Pointing records:
= = =
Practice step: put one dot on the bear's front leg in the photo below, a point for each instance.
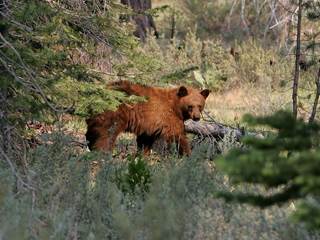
(183, 145)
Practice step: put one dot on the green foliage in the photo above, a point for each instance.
(73, 199)
(288, 160)
(42, 61)
(137, 177)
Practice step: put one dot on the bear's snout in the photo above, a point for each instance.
(196, 119)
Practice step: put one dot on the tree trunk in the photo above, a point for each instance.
(297, 67)
(316, 99)
(144, 22)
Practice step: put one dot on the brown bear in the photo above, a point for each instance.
(161, 116)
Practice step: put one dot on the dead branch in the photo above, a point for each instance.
(212, 129)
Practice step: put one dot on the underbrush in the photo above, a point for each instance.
(75, 194)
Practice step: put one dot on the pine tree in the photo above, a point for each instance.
(287, 161)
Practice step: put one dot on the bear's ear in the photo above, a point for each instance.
(182, 92)
(205, 93)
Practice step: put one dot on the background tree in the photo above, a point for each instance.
(143, 20)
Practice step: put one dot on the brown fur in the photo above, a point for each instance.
(161, 116)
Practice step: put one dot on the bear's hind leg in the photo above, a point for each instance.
(144, 143)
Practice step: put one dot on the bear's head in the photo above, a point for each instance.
(191, 102)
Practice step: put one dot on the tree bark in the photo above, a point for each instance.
(297, 67)
(144, 22)
(316, 99)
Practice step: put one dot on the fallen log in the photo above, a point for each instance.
(212, 129)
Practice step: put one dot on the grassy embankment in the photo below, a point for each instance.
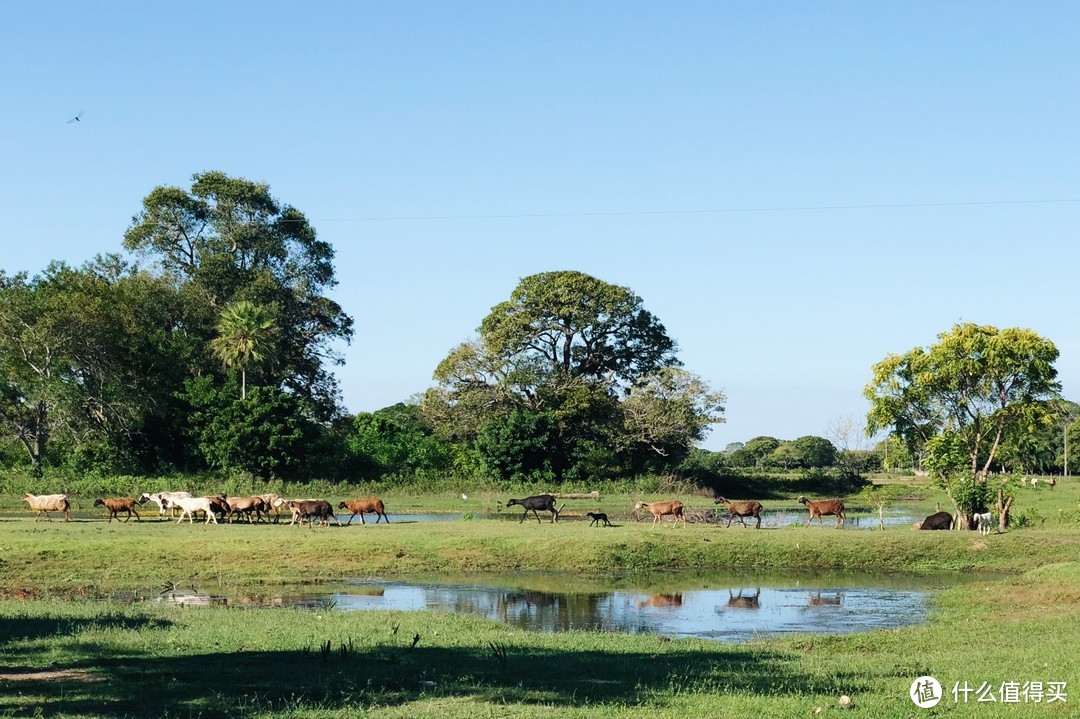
(147, 660)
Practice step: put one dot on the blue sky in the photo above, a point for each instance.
(448, 149)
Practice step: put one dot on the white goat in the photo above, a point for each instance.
(48, 503)
(162, 500)
(192, 504)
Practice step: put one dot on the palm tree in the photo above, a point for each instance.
(244, 331)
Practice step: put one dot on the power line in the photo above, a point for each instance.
(637, 213)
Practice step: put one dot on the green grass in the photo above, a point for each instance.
(111, 660)
(149, 660)
(55, 558)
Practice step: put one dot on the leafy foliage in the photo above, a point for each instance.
(265, 433)
(980, 383)
(231, 241)
(570, 377)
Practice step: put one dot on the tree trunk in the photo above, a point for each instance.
(1003, 506)
(37, 446)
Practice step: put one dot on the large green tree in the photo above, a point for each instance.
(575, 374)
(232, 241)
(977, 387)
(88, 355)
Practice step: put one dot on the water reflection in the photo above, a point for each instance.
= = =
Copy the material exactly. Do not include the pictures.

SOLUTION TO THIS PROBLEM:
Practice step: put one dot on the bear's front leg in the photo below, a point for each instance.
(183, 145)
Practice step: put one dot on the green foliage in the photo above, a point for each instance.
(73, 199)
(288, 160)
(42, 61)
(137, 177)
Practice step: put one dot on the bear's snout in the photo above, a point for each instance.
(196, 119)
Practice step: put one dot on the tree trunk in the photo above, a point for each instance.
(297, 67)
(316, 99)
(144, 22)
Practice step: put one dot on the brown bear in the photo above, a point for each instance.
(161, 116)
Practice step: put one dot on the dead branch in the photo above, a point for each instance.
(212, 129)
Practice step: put one dot on the underbrush in the photo above, a point for each instance.
(75, 194)
Practice step: put one dot on the pine tree in the photo above, a point for each instance.
(287, 161)
Practice step: put one dot on the bear's ear in the photo above, a point for each instance.
(182, 92)
(205, 93)
Practice step: put one dot on the background tree in the photo above, a point for each instance.
(143, 20)
Practice step: put one dot on the brown fur in the photo above, a point for each instance.
(161, 116)
Practice step: put one dot on the bear's hind leg in the photo above, a point for each instance.
(144, 143)
Practice step: put one dot on the bear's head in the photo above, a point for each instance.
(191, 102)
Practice step: put one dot on the tree bark in the photo above, a point for each instance.
(297, 67)
(144, 22)
(316, 99)
Practice step: put one dot on the fallen log in the photo above, a point for each instance.
(212, 129)
Practice step: put one dot on the grassy embankment in the photo below, a point for each instance.
(147, 660)
Practice step: put one dot on the blue sky in the photo above, a point for each instance.
(448, 149)
Practice step: put one dot on the white goat in the photo above, a point for each instance.
(48, 503)
(162, 500)
(192, 504)
Practice step: put one dot on the palm tree in the photo above, a point for each instance.
(244, 331)
Practice step: put one dot on the power line in the photo above, a point for each instance.
(637, 213)
Practice step: put one dot on the green grass in the photo above, a point for each instance.
(111, 660)
(149, 660)
(55, 558)
Practice step: put one dot on the leafy foliage in the photo above, a point for each instance.
(265, 433)
(980, 383)
(231, 241)
(570, 377)
Practice step: put one dot on the tree trunk in the photo above, a point for each instance.
(1003, 506)
(37, 446)
Practice step: put one dot on the large green tree in the photo above, a point for each instance.
(575, 374)
(232, 241)
(977, 387)
(88, 355)
Practice step: put one dot on the water reflection in the photo above, a point for each instance.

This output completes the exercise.